__SOURCE__:

════════

Use Your Wandering, Waiting Mind Well
You know when I sit and when I rise; you perceive my thoughts from afar. You discern my going out and my lying down; you are familiar with all my ways. ~ Psalm 139:2-3
A few days ago, I began this series on developing a vibrant, faith-building prayer life with this simple observation: if you have no real prayer life, you also have no real relationship with God. To that end over the last three days I’ve been sharing my top five tips for prayer that don’t involve the discipline and discomfort of keeping regular quiet time for prayer. (Not that you should keep a regular quiet time for prayer. But realistically many of us just aren’t up to it.) Today, I’m going to share my fourth tip which builds on the three prior tips:
Use Your Wandering, Waiting Mind Well
Over the years I have found that one of the most effective ways for me to find time for prayer is to spend time with God while doing other things. As busy as we all are, inevitably we find ourselves doing things which don’t require our full attention. It could be standing in line, long car rides, waiting for something to start (or be done), cleaning, gardening, exercise or some other activity which doesn’t allow us to sit quietly and concentrate but does leave our minds free.

════════

__TASKS FOR THIS EXERCISE__:
1. Which of the writer's tips does the post on prayer present today?
2. Please resume the post on prayer after its final sentence, carrying its thought forward.

════════

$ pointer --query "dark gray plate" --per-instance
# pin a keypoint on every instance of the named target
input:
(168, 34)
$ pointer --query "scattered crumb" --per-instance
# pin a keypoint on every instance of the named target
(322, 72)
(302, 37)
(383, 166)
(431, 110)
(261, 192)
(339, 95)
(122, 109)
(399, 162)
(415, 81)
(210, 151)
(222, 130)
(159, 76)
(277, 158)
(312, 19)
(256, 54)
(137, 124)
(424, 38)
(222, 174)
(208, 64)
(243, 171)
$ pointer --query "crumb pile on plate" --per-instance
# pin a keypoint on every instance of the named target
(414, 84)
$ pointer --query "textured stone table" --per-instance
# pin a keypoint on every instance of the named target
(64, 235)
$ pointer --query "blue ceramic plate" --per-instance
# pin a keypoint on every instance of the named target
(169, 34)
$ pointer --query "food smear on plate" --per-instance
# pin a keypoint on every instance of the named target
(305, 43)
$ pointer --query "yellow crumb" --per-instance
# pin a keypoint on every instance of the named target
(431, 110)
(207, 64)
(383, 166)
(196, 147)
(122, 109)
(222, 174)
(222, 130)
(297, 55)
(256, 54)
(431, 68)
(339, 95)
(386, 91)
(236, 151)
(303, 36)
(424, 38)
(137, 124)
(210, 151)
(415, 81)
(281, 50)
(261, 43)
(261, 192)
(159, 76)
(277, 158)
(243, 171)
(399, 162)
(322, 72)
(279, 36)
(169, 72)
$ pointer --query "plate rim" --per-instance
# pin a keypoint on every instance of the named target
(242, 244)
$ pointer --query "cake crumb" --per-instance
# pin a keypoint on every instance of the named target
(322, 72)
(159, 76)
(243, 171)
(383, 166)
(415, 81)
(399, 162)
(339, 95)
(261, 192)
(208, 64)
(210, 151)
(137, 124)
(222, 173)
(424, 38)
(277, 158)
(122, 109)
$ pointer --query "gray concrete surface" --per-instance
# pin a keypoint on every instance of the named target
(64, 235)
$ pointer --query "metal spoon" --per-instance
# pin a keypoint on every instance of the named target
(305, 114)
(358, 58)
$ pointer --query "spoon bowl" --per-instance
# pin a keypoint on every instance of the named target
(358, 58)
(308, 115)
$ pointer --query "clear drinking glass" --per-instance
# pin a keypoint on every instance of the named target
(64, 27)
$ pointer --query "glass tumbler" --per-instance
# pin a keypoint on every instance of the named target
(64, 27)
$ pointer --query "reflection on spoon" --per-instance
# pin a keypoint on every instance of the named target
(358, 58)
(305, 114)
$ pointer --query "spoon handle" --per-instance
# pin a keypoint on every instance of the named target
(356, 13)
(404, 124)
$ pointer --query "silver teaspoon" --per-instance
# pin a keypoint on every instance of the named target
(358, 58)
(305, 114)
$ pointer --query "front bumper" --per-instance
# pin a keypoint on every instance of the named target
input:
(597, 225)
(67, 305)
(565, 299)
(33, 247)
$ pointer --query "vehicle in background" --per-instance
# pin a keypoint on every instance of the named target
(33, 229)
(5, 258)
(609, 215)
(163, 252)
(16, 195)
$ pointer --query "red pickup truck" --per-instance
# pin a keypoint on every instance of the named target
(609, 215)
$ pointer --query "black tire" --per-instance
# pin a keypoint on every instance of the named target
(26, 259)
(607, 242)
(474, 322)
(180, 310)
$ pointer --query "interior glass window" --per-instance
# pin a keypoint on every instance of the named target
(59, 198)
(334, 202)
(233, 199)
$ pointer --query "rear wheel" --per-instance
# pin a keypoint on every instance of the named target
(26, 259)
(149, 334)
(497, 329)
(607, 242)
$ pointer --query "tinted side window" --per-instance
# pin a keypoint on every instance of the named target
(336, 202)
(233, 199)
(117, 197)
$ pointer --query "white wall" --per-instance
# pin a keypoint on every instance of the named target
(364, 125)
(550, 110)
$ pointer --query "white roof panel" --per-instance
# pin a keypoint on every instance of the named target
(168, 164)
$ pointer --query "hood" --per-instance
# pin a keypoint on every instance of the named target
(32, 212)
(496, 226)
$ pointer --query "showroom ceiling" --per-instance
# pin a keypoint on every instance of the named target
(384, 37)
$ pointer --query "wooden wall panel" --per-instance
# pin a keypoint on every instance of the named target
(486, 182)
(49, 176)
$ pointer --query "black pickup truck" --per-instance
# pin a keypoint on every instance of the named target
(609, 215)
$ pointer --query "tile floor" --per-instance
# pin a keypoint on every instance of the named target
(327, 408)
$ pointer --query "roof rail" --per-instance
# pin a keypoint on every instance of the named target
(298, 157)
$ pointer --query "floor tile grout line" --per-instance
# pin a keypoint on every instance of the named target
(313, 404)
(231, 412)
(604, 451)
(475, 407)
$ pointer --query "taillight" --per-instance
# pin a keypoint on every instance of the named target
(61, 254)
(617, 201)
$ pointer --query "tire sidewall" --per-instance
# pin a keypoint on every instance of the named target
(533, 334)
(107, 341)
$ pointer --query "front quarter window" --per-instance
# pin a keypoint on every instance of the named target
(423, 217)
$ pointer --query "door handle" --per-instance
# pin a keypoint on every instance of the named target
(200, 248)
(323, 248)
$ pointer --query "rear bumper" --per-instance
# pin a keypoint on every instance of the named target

════════

__EXERCISE RESULTS__:
1. The fourth tip: use your wandering, waiting mind well.

2.
Personally, I’ve always been a day-dreamer. Other people tend to spend their mental free-time making lists, puzzling over problems, blanking out, thinking about work, worrying about whatever it is they worry about. Whatever your default mental wandering is, most of the ways we spend the mental free time that comes with waiting or engaging in mindless activities aren’t particularly productive. Some of them are downright destructive, in fact. It’s better to at least occasionally use that time to pray rather than worry, plan and daydream.
How you do this, exactly, is up to you. For me, simply saying, “hey God” and letting my mind wander from there is surprisingly effective. Other people will use their time to repeat a rote prayer. Or maybe bring what you usually spend your time worrying or thinking about and talk with God about it. Or you could use the centering prayer I wrote about yesterday.
This seems like a very simple idea – almost a “yeah, duh” sort of thing, but the power of this habit shouldn’t be underestimated. There’s a reason creative people frequently value seemingly unproductive activities like taking walks, staring at nature or engaging in mindless activities. The trick of these things is that it’s harder for your brain to keep up the sort of censoring and defensiveness that we’re prone to when it’s distracted by some other activity. Ideas you’d normally shut down or reject or resist without hardly realizing what’s happening have a chance to slip through. When you direct your mind towards God while it is in this mode, it allows you to bring that same power into your prayer life.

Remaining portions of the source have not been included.